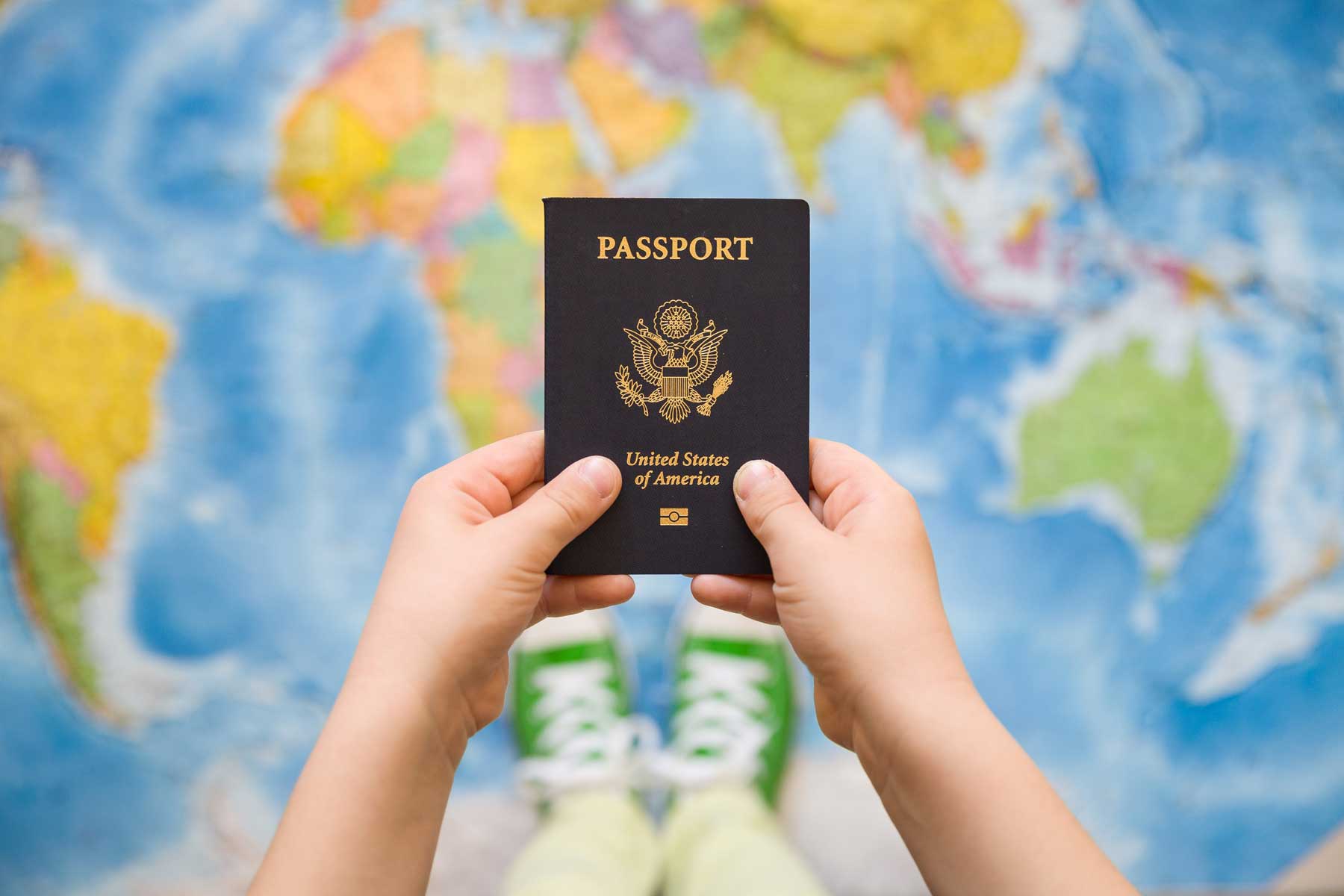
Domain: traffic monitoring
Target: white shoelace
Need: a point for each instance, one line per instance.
(586, 743)
(717, 738)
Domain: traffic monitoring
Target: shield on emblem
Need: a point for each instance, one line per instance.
(676, 382)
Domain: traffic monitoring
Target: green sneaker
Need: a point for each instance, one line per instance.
(732, 704)
(571, 709)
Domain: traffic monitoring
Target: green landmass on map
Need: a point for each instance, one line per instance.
(1162, 442)
(45, 524)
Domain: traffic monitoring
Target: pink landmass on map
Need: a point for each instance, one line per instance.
(535, 90)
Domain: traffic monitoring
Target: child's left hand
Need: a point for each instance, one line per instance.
(467, 575)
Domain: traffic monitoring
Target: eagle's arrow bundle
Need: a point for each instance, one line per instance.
(656, 308)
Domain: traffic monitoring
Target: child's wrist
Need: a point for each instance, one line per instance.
(405, 707)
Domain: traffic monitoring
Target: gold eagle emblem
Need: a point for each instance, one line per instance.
(673, 359)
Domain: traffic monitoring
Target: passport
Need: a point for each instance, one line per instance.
(676, 344)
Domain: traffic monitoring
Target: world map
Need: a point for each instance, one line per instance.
(1077, 284)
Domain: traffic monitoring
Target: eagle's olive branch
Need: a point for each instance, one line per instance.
(721, 386)
(631, 391)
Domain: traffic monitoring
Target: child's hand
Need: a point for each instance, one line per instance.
(467, 574)
(853, 585)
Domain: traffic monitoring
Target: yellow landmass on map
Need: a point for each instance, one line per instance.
(82, 374)
(808, 96)
(329, 167)
(952, 46)
(541, 160)
(558, 8)
(636, 125)
(470, 90)
(77, 406)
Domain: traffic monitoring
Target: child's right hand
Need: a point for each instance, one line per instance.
(853, 588)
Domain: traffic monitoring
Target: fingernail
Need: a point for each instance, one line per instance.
(600, 473)
(752, 476)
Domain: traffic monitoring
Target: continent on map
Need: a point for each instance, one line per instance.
(1163, 444)
(806, 62)
(452, 155)
(77, 408)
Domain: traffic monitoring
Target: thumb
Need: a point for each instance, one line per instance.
(561, 509)
(773, 509)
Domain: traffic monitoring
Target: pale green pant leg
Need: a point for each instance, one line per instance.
(725, 841)
(591, 844)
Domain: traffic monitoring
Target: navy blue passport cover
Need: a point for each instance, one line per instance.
(676, 344)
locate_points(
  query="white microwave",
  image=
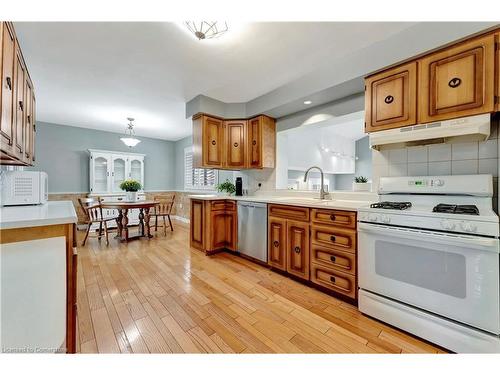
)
(23, 188)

________

Print, without alteration, only the lines above between the one holding "Target: green landmass on map" and the one holding "Target: continent on map", inclusive.

Answer to this problem:
Target: green landmass on map
Need: a point for each instance, one line per instance.
(1162, 442)
(45, 524)
Domain: traffic monitoring
Target: pink landmass on map
Need: a point for each instance, one line per instance.
(535, 90)
Domain: traffic monitoring
Target: child's left hand
Need: a point for each instance, one line per instance.
(467, 575)
Domain: traffic monitoring
Target: eagle's arrow bundle
Need: a point for each instance, one line per instance.
(656, 308)
Domain: traffic monitoring
Target: child's wrist
Need: a point for each instance, one line per instance.
(405, 707)
Domain: traffic monitoring
Target: gold eagle emblem
Need: a point for each instance, one line per instance.
(673, 359)
Domain: traffic monitoring
Target: passport
Need: a point for each instance, one line per instance.
(676, 344)
Domain: traffic monitoring
Target: world map
Need: a point for each instance, one line per instance.
(1077, 284)
Domain: traffic monitoring
Target: eagle's olive branch
Need: a point for each instance, one line per instance.
(721, 386)
(631, 391)
Domain: traffic monitoring
Target: child's hand
Need: a point for each instance, one line per instance.
(467, 574)
(853, 585)
Domain: traffic monitoring
Target: yellow landmass on map
Need: a point for each instance, one line per instance.
(82, 374)
(808, 96)
(329, 167)
(952, 46)
(541, 160)
(558, 8)
(636, 125)
(470, 90)
(77, 406)
Domain: traffic monitoring
Target: child's right hand
Need: a point for each instance, one line per instance.
(853, 588)
Domain: traffic monitoring
Target: fingernail
Need: a point for each instance, one line per instance.
(600, 473)
(752, 476)
Domain: traffic monitoring
Target: continent on map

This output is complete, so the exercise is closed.